(Request)
Print the full listing exactly.

** START Extracted material **

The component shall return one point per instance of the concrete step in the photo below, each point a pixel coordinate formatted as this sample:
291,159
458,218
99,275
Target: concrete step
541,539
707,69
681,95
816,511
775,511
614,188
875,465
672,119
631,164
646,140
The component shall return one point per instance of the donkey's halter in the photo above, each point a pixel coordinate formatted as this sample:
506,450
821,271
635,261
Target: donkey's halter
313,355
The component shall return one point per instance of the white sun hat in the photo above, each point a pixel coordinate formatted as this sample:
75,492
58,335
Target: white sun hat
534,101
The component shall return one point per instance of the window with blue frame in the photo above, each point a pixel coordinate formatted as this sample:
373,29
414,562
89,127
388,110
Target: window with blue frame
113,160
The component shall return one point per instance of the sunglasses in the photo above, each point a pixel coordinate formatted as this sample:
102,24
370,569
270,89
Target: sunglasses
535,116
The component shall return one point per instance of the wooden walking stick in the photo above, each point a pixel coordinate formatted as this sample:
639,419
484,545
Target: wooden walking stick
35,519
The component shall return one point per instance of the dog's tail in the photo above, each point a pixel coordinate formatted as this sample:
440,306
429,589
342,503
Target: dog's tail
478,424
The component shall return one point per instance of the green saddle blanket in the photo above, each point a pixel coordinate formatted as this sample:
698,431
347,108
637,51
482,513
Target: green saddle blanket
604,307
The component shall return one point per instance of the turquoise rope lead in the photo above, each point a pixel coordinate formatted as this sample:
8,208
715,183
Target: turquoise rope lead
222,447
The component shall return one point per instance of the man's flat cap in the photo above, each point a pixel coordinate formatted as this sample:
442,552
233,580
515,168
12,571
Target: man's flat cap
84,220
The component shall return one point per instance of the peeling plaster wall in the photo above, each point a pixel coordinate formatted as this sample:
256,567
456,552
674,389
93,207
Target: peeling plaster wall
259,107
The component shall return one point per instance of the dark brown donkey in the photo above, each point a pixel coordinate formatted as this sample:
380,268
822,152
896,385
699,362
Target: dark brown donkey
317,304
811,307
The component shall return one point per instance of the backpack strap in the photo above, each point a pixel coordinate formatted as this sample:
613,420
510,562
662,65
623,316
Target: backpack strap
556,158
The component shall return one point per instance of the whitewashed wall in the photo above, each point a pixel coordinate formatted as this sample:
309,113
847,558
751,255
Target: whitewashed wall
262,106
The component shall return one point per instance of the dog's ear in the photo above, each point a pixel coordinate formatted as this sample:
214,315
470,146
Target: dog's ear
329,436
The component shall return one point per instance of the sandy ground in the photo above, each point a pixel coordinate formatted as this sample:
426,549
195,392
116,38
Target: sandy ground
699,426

** END Extracted material **

(Result below)
The component shall return one point per instance of the concrete step in the photo below, each point a pixel coordinate formatted as this sample:
291,159
458,218
99,275
Target: concrete step
541,539
707,69
681,95
816,511
775,511
614,188
875,465
672,119
631,164
646,140
The component shall return one point per instance of the donkey's halter in the photo above, each point a pixel coordinate formatted as this sample:
506,450
821,271
635,261
Target: donkey's halter
313,355
The component shall return one point per instance of the white sun hat in the photo above, each point a pixel coordinate formatted as this sample:
75,492
58,335
Target: white sun hat
534,101
The component shall return one point per instance of the window with blue frame in the photo above, each point a pixel coordinate formatted as this sample:
373,29
414,562
89,127
388,110
Target: window with blue frame
113,160
The component shall return one point per instance of the sunglasses in the photo above, each point a pixel coordinate formatted as this sample:
102,24
370,569
270,89
Target: sunglasses
535,116
The component shall return one point per instance of the wooden walking stick in the photo above, each point a pixel coordinate formatted as this sample:
639,419
484,545
Target: wooden walking stick
35,519
The component shall return one point per instance of the dog's tail in the photo above, each point a pixel coordinate formatted as this sample:
440,306
429,589
342,503
Target: dog's tail
478,424
The component shall return one point per instance of the green saddle blanket in the photo above, each point a pixel coordinate formatted as this sample:
698,431
347,108
637,51
482,513
Target: green saddle blanket
604,307
The component shall return one point per instance of the turquoise rope lead in the photo above, each point a pixel coordinate formatted as this sample:
8,208
715,183
Target: turquoise rope lead
222,447
The component shall return one point per instance of the man's flat cap in the photo above, each point a pixel coordinate formatted as this sample:
442,552
233,580
515,168
12,571
Target: man's flat cap
84,220
The component shall return one point per instance of the peeling plaster wall in the photo above, each point a pixel coordinate formatted as this sample:
256,567
456,552
674,389
93,207
Target: peeling plaster wall
259,107
The component shall return one point per instance of the dark brown donkey in the photo above, each point a pixel coordinate formatted as this sample:
380,268
822,152
896,385
699,362
Target: dark brown donkey
317,304
811,307
The component shall return one point per instance of the backpack strap in the photo above, each point a pixel coordinate formatted as this sample:
613,420
510,562
662,65
623,316
Target: backpack strap
556,158
The component shall return one point per instance of the whitewashed wall in the photo above, each point a pixel coordinate formatted as this sample:
309,113
847,558
751,255
Target: whitewashed wall
262,106
The component shall return one point per instance of the dog's ear in the photo above, each point a pixel coordinate formatted as this sample:
214,315
470,146
Target: dog's ear
329,436
The component shall return one point per instance of the sandy ground in the photo above, each point a pixel coordinate formatted as this sample:
426,549
195,392
116,38
Target: sandy ground
699,426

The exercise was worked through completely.